ABOUT THIS TASK -> Please quote exactly the opening lines of the data, from the first line to the one where "column 315, row 52" appears.
•••
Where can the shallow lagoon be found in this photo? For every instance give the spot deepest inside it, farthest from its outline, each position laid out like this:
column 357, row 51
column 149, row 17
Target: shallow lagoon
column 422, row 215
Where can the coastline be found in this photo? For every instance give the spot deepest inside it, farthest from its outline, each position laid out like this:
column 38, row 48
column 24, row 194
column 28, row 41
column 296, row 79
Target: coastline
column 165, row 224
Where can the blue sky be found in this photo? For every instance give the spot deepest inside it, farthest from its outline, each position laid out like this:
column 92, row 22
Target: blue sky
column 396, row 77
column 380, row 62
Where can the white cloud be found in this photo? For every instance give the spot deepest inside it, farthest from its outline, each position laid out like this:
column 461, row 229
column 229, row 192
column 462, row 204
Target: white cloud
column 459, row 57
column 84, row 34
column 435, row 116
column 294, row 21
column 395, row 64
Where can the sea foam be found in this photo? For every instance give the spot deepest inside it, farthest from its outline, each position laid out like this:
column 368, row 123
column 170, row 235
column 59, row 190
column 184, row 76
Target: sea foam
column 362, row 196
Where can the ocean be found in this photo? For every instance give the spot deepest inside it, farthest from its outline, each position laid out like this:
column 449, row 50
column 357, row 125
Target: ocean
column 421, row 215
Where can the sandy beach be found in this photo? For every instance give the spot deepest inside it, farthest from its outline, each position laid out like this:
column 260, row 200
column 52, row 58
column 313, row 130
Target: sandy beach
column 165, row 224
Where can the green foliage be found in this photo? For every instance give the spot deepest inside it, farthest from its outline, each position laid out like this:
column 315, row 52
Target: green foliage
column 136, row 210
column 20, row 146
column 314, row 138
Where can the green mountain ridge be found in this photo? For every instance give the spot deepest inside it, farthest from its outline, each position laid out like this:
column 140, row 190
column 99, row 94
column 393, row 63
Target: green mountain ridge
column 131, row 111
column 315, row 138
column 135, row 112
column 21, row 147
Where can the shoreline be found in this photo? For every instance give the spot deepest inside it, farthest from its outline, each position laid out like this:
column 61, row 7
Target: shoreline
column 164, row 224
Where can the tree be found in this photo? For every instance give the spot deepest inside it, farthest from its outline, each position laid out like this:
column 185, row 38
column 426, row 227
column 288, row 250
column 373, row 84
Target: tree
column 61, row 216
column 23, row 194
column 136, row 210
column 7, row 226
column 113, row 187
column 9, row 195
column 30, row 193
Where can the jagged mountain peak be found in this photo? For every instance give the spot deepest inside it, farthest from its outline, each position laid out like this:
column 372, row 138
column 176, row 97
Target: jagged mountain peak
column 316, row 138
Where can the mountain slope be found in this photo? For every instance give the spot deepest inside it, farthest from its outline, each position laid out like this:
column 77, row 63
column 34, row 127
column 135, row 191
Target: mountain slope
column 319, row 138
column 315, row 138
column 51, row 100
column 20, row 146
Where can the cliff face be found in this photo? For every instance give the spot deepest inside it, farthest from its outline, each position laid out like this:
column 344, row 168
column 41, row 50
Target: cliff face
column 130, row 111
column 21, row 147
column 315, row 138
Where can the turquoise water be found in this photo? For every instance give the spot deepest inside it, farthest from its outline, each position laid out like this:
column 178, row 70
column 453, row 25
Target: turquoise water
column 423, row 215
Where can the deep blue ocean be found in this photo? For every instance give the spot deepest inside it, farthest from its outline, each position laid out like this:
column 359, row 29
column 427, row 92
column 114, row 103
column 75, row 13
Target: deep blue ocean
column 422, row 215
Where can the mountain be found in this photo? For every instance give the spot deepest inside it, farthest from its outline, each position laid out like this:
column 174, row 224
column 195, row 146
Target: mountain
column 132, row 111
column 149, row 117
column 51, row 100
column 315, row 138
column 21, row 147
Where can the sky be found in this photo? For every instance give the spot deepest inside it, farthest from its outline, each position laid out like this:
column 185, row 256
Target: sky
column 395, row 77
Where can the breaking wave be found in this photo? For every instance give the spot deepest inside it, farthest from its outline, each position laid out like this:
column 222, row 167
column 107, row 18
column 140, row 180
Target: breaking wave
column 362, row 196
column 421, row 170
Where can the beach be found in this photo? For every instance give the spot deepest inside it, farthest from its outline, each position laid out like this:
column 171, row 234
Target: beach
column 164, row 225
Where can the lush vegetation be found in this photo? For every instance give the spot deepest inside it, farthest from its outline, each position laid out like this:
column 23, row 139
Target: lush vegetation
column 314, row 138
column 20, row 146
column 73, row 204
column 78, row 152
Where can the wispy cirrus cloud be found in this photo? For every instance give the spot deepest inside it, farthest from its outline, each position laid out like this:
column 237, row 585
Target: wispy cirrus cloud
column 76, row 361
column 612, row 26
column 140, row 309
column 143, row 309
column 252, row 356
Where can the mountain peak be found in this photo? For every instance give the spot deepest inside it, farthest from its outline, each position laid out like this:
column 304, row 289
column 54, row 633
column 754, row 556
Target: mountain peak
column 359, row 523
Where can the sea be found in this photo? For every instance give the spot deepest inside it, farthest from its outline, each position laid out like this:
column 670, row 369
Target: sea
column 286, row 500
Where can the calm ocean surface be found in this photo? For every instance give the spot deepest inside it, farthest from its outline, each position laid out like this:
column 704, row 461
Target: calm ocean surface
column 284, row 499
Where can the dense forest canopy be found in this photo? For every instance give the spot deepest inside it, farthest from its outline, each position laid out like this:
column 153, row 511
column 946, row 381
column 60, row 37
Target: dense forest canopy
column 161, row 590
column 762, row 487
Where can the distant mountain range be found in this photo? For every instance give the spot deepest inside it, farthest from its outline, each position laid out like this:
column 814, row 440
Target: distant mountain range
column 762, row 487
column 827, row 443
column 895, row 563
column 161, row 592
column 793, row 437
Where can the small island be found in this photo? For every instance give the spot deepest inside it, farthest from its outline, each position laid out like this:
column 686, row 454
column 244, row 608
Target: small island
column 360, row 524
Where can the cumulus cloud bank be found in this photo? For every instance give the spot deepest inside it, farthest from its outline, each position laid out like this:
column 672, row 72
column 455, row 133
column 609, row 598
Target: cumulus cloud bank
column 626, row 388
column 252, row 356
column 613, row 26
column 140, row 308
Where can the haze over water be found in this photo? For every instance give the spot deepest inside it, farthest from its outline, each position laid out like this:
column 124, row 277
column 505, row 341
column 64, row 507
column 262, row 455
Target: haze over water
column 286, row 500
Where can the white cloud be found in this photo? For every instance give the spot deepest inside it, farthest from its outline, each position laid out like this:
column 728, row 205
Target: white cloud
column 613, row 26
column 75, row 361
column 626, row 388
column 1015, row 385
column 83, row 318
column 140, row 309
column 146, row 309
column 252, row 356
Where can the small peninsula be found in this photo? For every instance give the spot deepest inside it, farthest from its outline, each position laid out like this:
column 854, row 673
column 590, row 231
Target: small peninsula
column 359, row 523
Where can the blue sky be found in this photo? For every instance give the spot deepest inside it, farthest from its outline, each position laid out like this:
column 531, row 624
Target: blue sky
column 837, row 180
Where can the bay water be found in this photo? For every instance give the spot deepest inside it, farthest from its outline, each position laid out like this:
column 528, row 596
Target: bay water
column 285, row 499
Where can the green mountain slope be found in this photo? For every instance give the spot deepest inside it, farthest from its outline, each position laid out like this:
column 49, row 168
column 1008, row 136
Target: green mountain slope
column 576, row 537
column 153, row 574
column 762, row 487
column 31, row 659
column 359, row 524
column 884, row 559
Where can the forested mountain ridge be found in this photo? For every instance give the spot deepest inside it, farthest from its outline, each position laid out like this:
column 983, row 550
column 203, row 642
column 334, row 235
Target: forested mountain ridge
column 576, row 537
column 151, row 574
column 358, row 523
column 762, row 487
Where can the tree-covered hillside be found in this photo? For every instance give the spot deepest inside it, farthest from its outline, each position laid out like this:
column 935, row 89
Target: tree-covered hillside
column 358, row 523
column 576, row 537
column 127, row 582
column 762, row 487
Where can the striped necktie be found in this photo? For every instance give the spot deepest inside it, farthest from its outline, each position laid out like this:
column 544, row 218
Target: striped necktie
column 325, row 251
•••
WRITTEN RESPONSE ->
Where can the shallow lagoon be found in this photo? For every instance give the spot deepest inside it, farthest from its outline, each position laid out like this:
column 357, row 51
column 149, row 17
Target: shallow lagoon
column 422, row 215
Where can the coastline be found in this photo? For every instance give the spot deepest inside it, farthest from its outline, each position laid out like this:
column 38, row 48
column 24, row 194
column 28, row 41
column 296, row 79
Target: coastline
column 165, row 224
Where can the blue sky be found in this photo? For every instance give the spot deepest inside it, farthest from its outline, each position laid out like this:
column 92, row 22
Target: blue sky
column 396, row 77
column 380, row 62
Where can the white cloud be found in this photo? For every instance give the spot deepest inside it, farthest from its outline, each position laid out like this:
column 461, row 229
column 229, row 192
column 462, row 204
Target: white cloud
column 459, row 57
column 84, row 34
column 435, row 116
column 294, row 21
column 395, row 64
Where can the sea foam be found in this photo? For every instance give the spot deepest inside it, farthest from its outline, each position laid out like this:
column 368, row 123
column 170, row 235
column 59, row 190
column 184, row 76
Target: sea foam
column 362, row 196
Where can the ocean be found in this photo? For every instance give the spot deepest inside it, farthest from its outline, each position laid out like this:
column 449, row 50
column 357, row 125
Target: ocean
column 421, row 215
Where can the sandy beach be found in this photo? For every instance give the spot deepest inside it, farthest from its outline, each position laid out like this:
column 260, row 200
column 52, row 58
column 313, row 130
Target: sandy beach
column 165, row 224
Where can the green foliage be found in this photo? For every instance give the spot deepest inside it, farthest from its outline, each position laid out like this:
column 315, row 52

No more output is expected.